- Set task:
Write out, word for word, the part of the article on the uzawa debate in Tanzania that begins at the words "If Iddi Simba were" and stops after "or non-South Asians.".

- Passage given:
◇ ◇ ◇ ◇ ◇ ◇ ◇
By Nizal Fazal
Since the onset of the debate on uzawa (indigenisation) in Tanzania, various articles have appeared in different Kiswahili newspapers written by several writers.
Some of the allegations directed against the South Asian community, especially regarding the domination of the business sector, capital flight and the recruitment of expatriates by local South Asian business houses, needed to be answered.
In this article, the African’s correspondent, NIZAR FAZAL, explored the real motives behind the debate, and encouraged South Asians in the country to discuss the concept of ’’uzawa’’.
I will start with the issue of domination in business. Iddi Simba alleged that six Asian businessmen dominate or control business in Tanzania, though he did not mention who these six Asian businessmen were.
I think if Iddi Simba made a thorough investigation then he would discover that his allegation is not true.
South Asian domination of businesses is gradually withering away if one takes into consideration the fact that Tanzanias of non South Asian origin have an upper hand in the importation of goods from outside Tanzania i.e. China, Thailand, Indonesia, Taiwan, South Korea and now South Africa.
A major percentage of imported goods come from Dubai which is the gateway for transiting goods from the above-mentioned countries, not the Zanzibar route.
If Iddi Simba were to go through the records of people travelling by air to Dubai, Bangkok and Mumbai he would find the passenger manifests would reveal more names of East Asians as compared to South Asians.
The evidence could be further corroborated scrutinizing import documentations with the Tanzania Revenue Authority in order to compare statistics on who imports more goods, South Asians or non-South Asians.
However, a significant percentage of documentation relating to importation of goods into Tanzania and their original ownership would be difficult to establish bearing in mind the fact that a major percentage of goods imported into the country is smuggled through the ’’transit market’’, via neighbouring countries or through the now dominant ’’vipanya’’ routes, using motorboats, schooners, dhows, and from thereon, using bicycles to deliver these smuggled goods to various distribution networks.
◇ ◇ ◇ ◇ ◇ ◇ ◇
- Information shown:

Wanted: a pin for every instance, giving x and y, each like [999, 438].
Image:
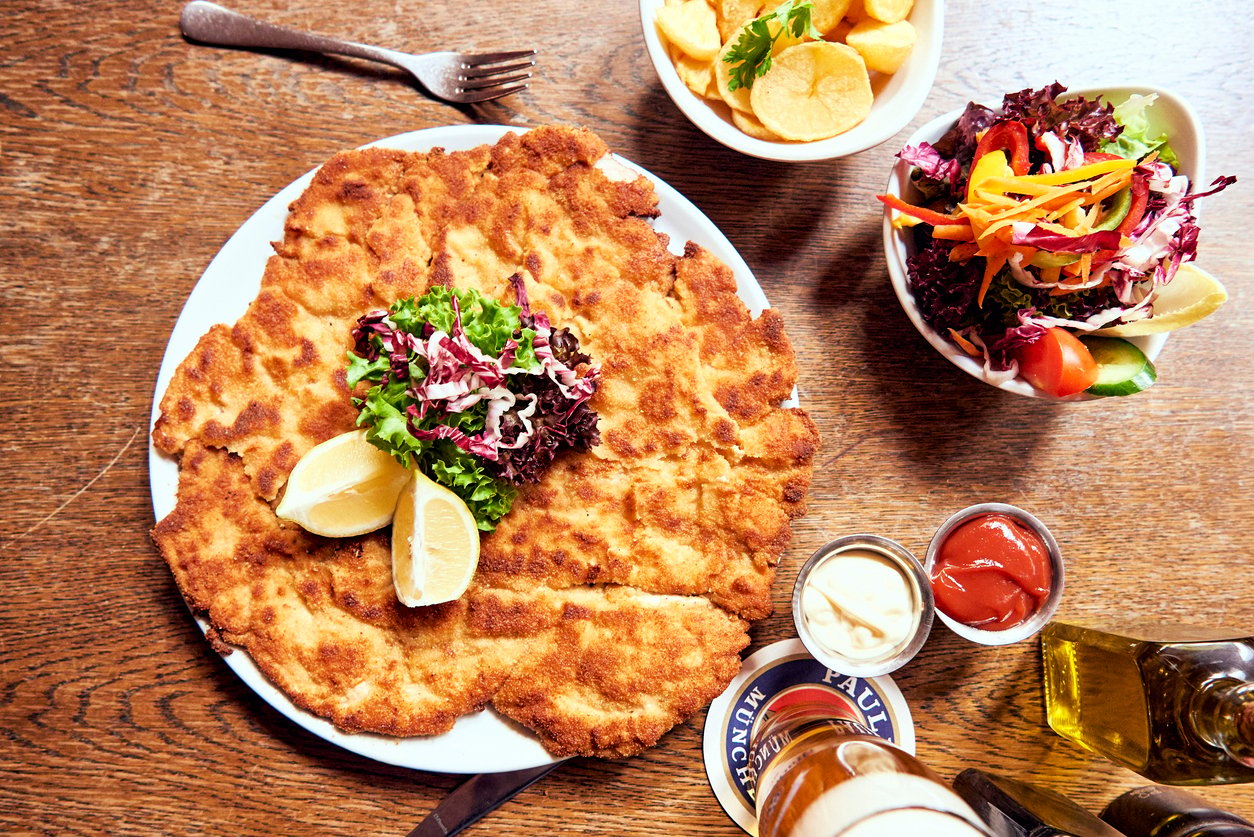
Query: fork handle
[212, 24]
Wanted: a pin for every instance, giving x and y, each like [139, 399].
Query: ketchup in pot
[991, 572]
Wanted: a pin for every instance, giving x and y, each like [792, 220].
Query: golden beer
[818, 776]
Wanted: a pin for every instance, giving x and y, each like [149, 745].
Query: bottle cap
[1158, 811]
[1018, 810]
[776, 677]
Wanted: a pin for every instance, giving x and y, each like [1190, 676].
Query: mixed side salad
[1050, 218]
[478, 395]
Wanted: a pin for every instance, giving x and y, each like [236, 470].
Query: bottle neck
[1223, 715]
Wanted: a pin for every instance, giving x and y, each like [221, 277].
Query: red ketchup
[991, 572]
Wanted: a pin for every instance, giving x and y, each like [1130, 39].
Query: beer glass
[818, 776]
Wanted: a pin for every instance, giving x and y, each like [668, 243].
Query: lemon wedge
[435, 543]
[342, 487]
[1190, 295]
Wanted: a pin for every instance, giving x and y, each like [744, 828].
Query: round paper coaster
[776, 677]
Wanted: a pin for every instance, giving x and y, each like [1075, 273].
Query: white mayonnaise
[859, 605]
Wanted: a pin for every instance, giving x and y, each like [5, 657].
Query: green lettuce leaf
[1138, 137]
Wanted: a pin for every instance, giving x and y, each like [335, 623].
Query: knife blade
[477, 797]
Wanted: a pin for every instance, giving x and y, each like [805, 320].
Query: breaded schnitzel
[613, 600]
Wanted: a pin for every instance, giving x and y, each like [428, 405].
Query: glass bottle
[1171, 703]
[1015, 808]
[818, 776]
[1171, 812]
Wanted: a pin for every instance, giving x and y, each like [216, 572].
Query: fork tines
[494, 74]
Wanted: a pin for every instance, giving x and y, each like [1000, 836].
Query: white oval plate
[483, 742]
[1169, 113]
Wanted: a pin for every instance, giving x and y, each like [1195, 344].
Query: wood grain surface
[129, 156]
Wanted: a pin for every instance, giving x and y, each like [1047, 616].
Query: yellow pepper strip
[964, 251]
[1071, 175]
[1066, 211]
[953, 232]
[1109, 185]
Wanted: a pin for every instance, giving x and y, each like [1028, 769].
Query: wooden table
[128, 156]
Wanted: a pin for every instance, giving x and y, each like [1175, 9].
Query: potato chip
[737, 98]
[828, 14]
[884, 47]
[888, 11]
[691, 26]
[753, 127]
[696, 75]
[734, 14]
[813, 90]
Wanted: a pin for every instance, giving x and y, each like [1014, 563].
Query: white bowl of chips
[865, 118]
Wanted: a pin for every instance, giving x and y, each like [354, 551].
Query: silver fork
[454, 77]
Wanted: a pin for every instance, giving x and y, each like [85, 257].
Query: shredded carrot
[964, 344]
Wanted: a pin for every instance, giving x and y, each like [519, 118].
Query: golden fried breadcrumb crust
[612, 602]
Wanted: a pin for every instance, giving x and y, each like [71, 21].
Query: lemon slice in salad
[435, 543]
[1189, 296]
[342, 487]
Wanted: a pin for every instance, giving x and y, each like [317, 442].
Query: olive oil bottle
[1171, 703]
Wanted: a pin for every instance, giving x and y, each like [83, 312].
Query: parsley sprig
[751, 53]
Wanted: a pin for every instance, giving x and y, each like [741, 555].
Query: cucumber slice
[1122, 369]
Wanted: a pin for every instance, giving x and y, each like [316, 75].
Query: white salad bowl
[898, 97]
[1169, 114]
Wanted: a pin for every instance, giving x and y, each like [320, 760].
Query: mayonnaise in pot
[863, 605]
[859, 604]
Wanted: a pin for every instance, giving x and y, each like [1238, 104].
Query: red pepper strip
[926, 216]
[1140, 195]
[1011, 137]
[1140, 190]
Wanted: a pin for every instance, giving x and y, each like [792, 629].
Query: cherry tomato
[1057, 364]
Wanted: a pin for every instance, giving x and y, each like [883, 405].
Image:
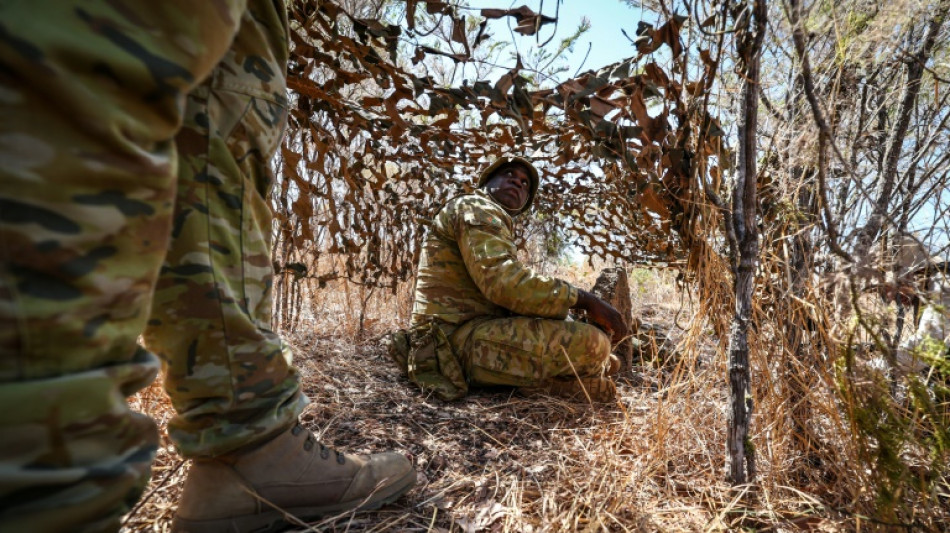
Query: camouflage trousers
[524, 351]
[135, 147]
◇ ◇ ◇ ◇ ◇ ◇ ◇
- Solution to this exercise:
If Iddi Simba were to go through the records of people travelling by air to Dubai, Bangkok and Mumbai he would find the passenger manifests would reveal more names of East Asians as compared to South Asians.
The evidence could be further corroborated scrutinizing import documentations with the Tanzania Revenue Authority in order to compare statistics on who imports more goods, South Asians or non-South Asians.